Could you write out every entry exactly as it stands?

──────── Information supplied ────────

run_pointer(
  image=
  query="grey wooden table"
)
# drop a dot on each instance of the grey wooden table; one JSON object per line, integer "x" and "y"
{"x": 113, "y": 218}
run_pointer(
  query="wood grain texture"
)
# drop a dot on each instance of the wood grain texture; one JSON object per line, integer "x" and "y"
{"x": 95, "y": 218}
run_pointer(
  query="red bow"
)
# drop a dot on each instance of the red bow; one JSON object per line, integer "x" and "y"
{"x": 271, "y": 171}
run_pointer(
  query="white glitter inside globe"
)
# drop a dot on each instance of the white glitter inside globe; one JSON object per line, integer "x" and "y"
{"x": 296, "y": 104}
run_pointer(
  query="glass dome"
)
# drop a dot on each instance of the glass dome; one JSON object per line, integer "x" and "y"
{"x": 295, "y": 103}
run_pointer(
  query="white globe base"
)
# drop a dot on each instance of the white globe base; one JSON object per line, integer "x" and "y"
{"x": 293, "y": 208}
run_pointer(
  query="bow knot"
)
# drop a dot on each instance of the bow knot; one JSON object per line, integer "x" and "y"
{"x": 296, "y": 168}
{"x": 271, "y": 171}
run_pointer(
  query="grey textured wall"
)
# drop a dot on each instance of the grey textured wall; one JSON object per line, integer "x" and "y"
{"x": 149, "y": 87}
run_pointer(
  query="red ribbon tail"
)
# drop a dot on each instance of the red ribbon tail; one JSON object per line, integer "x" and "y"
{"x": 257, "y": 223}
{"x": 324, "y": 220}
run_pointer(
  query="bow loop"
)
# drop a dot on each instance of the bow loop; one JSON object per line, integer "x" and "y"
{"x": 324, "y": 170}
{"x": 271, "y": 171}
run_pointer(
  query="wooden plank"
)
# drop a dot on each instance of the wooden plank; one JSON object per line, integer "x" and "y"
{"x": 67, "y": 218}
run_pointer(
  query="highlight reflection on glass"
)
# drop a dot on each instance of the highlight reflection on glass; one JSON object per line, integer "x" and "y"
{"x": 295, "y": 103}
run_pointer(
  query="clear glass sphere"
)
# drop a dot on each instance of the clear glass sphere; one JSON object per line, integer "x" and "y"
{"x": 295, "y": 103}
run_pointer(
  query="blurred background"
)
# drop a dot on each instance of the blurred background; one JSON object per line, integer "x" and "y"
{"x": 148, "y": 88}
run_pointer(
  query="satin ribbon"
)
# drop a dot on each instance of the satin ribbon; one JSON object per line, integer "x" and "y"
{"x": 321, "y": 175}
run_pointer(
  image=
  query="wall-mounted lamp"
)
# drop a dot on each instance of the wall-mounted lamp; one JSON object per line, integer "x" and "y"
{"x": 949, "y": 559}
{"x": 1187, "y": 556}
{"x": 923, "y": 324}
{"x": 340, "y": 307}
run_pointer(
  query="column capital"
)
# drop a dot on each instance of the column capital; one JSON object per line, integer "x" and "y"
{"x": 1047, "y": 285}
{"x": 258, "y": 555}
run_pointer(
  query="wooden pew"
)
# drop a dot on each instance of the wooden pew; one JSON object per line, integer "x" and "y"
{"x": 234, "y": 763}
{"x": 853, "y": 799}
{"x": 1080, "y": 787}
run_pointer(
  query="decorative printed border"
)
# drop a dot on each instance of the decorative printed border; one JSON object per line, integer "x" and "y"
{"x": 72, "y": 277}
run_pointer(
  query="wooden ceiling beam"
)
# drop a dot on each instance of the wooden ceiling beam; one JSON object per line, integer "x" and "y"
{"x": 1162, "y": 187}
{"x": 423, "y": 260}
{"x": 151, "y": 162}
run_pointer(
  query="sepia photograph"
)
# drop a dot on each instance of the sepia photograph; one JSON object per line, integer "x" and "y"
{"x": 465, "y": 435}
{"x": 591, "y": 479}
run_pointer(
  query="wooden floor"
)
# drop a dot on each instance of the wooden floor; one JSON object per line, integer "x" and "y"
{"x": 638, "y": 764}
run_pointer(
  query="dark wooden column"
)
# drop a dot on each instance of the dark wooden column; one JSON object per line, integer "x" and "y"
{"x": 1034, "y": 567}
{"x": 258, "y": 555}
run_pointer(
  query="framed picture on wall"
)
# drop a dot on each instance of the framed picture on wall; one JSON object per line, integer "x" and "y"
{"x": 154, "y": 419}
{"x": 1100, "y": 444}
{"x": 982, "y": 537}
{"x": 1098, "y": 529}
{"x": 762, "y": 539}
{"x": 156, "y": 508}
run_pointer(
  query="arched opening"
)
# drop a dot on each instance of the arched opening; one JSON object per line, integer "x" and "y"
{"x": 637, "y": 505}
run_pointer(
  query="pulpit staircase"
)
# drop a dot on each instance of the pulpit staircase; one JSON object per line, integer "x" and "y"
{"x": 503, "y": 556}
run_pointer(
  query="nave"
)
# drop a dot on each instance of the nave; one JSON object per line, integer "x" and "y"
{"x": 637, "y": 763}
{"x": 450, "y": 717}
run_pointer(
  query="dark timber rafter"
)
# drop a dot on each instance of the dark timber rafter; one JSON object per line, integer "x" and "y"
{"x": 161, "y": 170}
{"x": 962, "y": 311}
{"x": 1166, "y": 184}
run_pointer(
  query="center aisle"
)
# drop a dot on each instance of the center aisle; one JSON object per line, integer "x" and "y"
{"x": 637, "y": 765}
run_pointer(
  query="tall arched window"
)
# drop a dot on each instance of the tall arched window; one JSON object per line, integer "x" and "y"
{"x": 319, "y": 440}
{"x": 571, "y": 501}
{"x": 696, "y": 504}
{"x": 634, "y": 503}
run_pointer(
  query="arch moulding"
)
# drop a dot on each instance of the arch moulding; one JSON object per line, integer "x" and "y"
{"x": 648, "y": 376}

────────

Solution below:
run_pointer(
  image=
  query="grey wooden table"
)
# drop a dot on each instance of the grey wooden table; one JSON object per line, integer "x" and "y"
{"x": 113, "y": 218}
run_pointer(
  query="wood grain texture"
)
# drop a dot on each instance of the wood grain texture; one JSON object per line, integer "x" and "y"
{"x": 95, "y": 218}
run_pointer(
  query="red bow"
)
# drop a dot on each instance of the red bow; one JSON object per line, integer "x" and "y"
{"x": 271, "y": 171}
run_pointer(
  query="white glitter inside globe"
)
# drop a dot on each instance of the white glitter inside globe; one JSON object per line, integer "x" and "y"
{"x": 296, "y": 104}
run_pointer(
  query="glass dome"
)
# drop a dot on each instance of the glass dome; one JSON object per line, integer "x" and "y"
{"x": 295, "y": 103}
run_pointer(
  query="white globe base"
)
# drop a dot on each instance of the white globe base; one JSON object per line, integer "x" and "y"
{"x": 293, "y": 208}
run_pointer(
  query="bow knot"
)
# drop a dot on each instance of the bow knot; one JSON object per line, integer "x" and "y"
{"x": 296, "y": 168}
{"x": 271, "y": 171}
run_pointer(
  query="grey textured wall"
)
# drop a dot on each instance of the grey textured wall; one JSON object per line, integer "x" and "y"
{"x": 149, "y": 87}
run_pointer(
  query="red ribbon tail"
)
# drop a dot on each instance of the red ribbon tail; one JSON object per line, integer "x" and "y"
{"x": 257, "y": 223}
{"x": 324, "y": 220}
run_pointer(
  query="bow loop"
)
# drop a dot on each instance of the bow loop; one JSON object per line, integer "x" and "y"
{"x": 324, "y": 170}
{"x": 271, "y": 171}
run_pointer(
  query="wooden plank"
)
# drop a dot on each instance of the wooden plank; one JSON object per line, integer "x" and "y"
{"x": 67, "y": 218}
run_pointer(
  query="highlight reflection on glass"
)
# drop a dot on each instance of the highlight reflection on glass; one JSON object per line, integer "x" and "y"
{"x": 295, "y": 103}
run_pointer(
  query="clear glass sphere"
)
# drop a dot on each instance of the clear glass sphere; one JSON object per line, integer "x" and "y"
{"x": 295, "y": 103}
run_pointer(
  query="blurred background"
)
# drop a dot on each instance of the blurred background; one JSON object per line, integer "x" and "y"
{"x": 148, "y": 88}
run_pointer(
  query="satin ribbon"
)
# drop a dot on each instance of the satin ribbon; one JSON object per line, integer "x" and "y"
{"x": 321, "y": 175}
run_pointer(
  image=
  query="wall-mounted lamp"
)
# drop a dot on each instance of the wall-mounted lamp; one JSON object per line, integer "x" and "y"
{"x": 949, "y": 559}
{"x": 1187, "y": 556}
{"x": 923, "y": 324}
{"x": 340, "y": 307}
run_pointer(
  query="column capital"
)
# drop a dot on each instance of the column capital; one JSON object per line, integer "x" and "y"
{"x": 1047, "y": 285}
{"x": 258, "y": 555}
run_pointer(
  query="wooden pew"
)
# drop a dot on each instance of the wooden pew; one JSON object per line, integer "x" and "y"
{"x": 234, "y": 763}
{"x": 853, "y": 799}
{"x": 1080, "y": 787}
run_pointer(
  query="decorative printed border"
)
# drop a dot on each instance of the decorative printed border; one JSON object per line, integer "x" and "y"
{"x": 72, "y": 277}
run_pointer(
  query="wooden ceiling beam"
)
# drop a dot on each instance of the wooden ceiling beam; one JSON object per line, integer "x" and "y"
{"x": 1162, "y": 187}
{"x": 423, "y": 260}
{"x": 151, "y": 162}
run_pointer(
  query="sepia photograph"
)
# drop a dot on each instance of the sepia photograph; one JSON object per line, integer "x" and "y"
{"x": 465, "y": 435}
{"x": 591, "y": 479}
run_pointer(
  query="wooden floor"
)
# drop a dot on each instance of the wooden floor; one JSON object per line, integer "x" and "y"
{"x": 638, "y": 764}
run_pointer(
  query="dark wooden column"
)
# drop a dot on each instance of the dark wooden column; one JSON object per line, integer "x" and "y"
{"x": 1034, "y": 567}
{"x": 258, "y": 555}
run_pointer(
  query="framed picture on wall"
)
# drop a dot on each instance of the framed picture on wall; one JSON object per line, integer "x" and "y"
{"x": 154, "y": 419}
{"x": 1100, "y": 444}
{"x": 982, "y": 537}
{"x": 1098, "y": 529}
{"x": 762, "y": 539}
{"x": 156, "y": 508}
run_pointer(
  query="arched opening"
)
# drop a dot on each instance of the arched opening; one JSON object per line, integer "x" and "y"
{"x": 637, "y": 505}
run_pointer(
  query="pulpit staircase"
)
# drop a dot on each instance of the pulpit staircase; one JSON object per line, integer "x" and "y"
{"x": 503, "y": 556}
run_pointer(
  query="nave"
)
# drop a dot on each instance of the nave; one JSON object per line, integer "x" and "y"
{"x": 637, "y": 763}
{"x": 450, "y": 717}
run_pointer(
  query="dark timber rafter"
)
# drop a dot on each instance of the dark timber rafter; one JSON object per line, integer "x" and "y"
{"x": 161, "y": 170}
{"x": 962, "y": 311}
{"x": 1166, "y": 184}
run_pointer(
  query="center aisle"
)
# drop a dot on each instance of the center aisle; one JSON object per line, integer "x" and "y"
{"x": 637, "y": 765}
run_pointer(
  query="tall arched window"
)
# drop a dot on each instance of the tall arched window; one JSON object per line, integer "x" and "y"
{"x": 319, "y": 440}
{"x": 571, "y": 501}
{"x": 696, "y": 504}
{"x": 634, "y": 503}
run_pointer(
  query="arch moulding"
)
# drop a dot on each instance of the arch moulding; one JSON object per line, integer "x" and "y"
{"x": 648, "y": 376}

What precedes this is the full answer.